A run of records:
## begin

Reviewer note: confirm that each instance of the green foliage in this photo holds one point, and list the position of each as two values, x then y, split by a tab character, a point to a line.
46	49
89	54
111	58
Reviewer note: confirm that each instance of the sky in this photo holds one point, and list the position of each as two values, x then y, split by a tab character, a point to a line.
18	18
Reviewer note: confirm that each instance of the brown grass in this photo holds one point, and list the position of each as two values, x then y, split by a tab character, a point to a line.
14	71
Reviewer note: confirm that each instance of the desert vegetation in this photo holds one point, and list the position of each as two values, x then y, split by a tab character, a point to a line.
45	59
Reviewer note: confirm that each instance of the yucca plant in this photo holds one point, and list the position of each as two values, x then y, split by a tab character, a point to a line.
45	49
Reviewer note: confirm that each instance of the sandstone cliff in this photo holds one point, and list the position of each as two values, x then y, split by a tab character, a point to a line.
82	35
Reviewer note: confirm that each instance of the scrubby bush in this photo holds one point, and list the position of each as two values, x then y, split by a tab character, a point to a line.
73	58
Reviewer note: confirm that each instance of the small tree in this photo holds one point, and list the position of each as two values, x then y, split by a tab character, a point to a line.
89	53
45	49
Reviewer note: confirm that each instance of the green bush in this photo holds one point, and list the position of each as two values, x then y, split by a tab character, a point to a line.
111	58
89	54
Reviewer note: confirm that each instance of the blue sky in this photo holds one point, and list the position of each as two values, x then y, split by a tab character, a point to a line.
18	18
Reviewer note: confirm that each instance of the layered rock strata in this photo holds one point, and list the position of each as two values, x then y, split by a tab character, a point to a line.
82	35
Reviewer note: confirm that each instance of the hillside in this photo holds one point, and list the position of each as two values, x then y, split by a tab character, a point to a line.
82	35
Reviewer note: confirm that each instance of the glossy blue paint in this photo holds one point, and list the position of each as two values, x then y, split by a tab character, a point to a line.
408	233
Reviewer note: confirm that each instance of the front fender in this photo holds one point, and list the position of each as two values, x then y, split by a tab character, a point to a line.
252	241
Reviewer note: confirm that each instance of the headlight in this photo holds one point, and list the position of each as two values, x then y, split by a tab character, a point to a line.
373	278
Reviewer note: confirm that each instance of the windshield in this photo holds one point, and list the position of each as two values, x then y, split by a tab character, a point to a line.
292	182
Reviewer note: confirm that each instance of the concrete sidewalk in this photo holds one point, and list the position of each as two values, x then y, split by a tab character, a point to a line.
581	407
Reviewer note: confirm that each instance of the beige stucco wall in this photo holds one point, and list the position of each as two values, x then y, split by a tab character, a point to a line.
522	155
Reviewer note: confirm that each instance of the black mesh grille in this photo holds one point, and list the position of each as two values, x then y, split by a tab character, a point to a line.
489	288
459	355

## end

What you are asked to do — Retype all the records, matching them exactly.

Result —
Reviewer note: confirm that each instance of the green foliage in this photo holds one point, and list the position of each as two values, x then y, split by a tab character, a point to a line.
46	49
89	54
111	58
Reviewer note: confirm that each instance of the sky in this photo holds one point, and list the position of each as two values, x then y, split by a tab character, a point to a line.
18	18
Reviewer note: confirm that each instance of the brown grass in this photo holds one point, and list the position of each as two values, x then y, split by a tab character, a point to a line.
14	71
Reviewer note: confirm that each instance of the desert vegetation in this photo holds one point, and list the position of each as two values, x then y, split by a tab character, a point to a line.
45	59
Reviewer note: confirm that each instance of the yucca plant in this photo holds one point, and list the position of each as two values, x then y, split by a tab character, a point to a line.
45	49
Reviewer note: confirm that each instance of the sandstone cliff in this photo holds one point, and list the position of each as two values, x then y, split by a tab character, a point to a line.
82	35
Reviewer note: confirm that each instance of the scrubby bush in this photo holds one point, and list the position of each as two values, x then y, split by a tab character, a point to a line.
73	58
Reviewer note: confirm that each instance of the small tree in this photo holds one point, and list the position of each as two values, x then y, split by a tab character, a point to a line.
89	53
45	49
Reviewer note: confirm that each instance of the green bush in this photo holds one point, and list the position of each as two values, x then y, split by a tab character, a point to a line.
111	58
89	54
Reviewer note: confirm that each instance of the blue sky in this photo holds one point, and list the position of each as two values, x then y, split by a tab character, a point to a line.
18	18
Reviewer note: confirm that each instance of the layered rock strata in this photo holds one point, and list the position of each as two values, x then y, split by a tab character, a point to a line.
82	35
Reviewer note: confirm that each instance of the hillside in this photo holds one point, and list the position of each as two values, x then y, split by a tab character, a point to a line.
82	35
Reviewer note: confirm that each instance of the glossy blue paint in this photo holds one point, and list the position of each as two values, x then y, split by a tab character, a point to a line.
408	233
Reviewer note: confirm that each instance of the front fender in this photo holds one point, and list the position of each as two values, x then y, split by a tab character, a point to a line.
252	241
Reviewer note: confirm that each instance of the headlight in this photo holds one point, and list the position of each as two values, x then y, split by a tab character, a point to a line.
373	278
Reviewer note: confirm that each instance of the windshield in this photo holds one point, and list the position of each as two values, x then y, split by a tab character, a point to a line.
292	182
Reviewer note: confirm that each instance of the concrete sidewalk in this photo holds one point, and list the position of each as two values, x then y, split by a tab character, a point to a line.
581	407
Reviewer note: confirm that each instance of the beige stucco wall in this photo holds one point, and list the position of each as two values, x then y, split by a tab character, a point to a line.
522	155
Reviewer note: confirm that each instance of the black mesh grille in this photo holds one point, and list the position of each as two values, x then y, split by a tab character, a point to a line.
489	288
459	355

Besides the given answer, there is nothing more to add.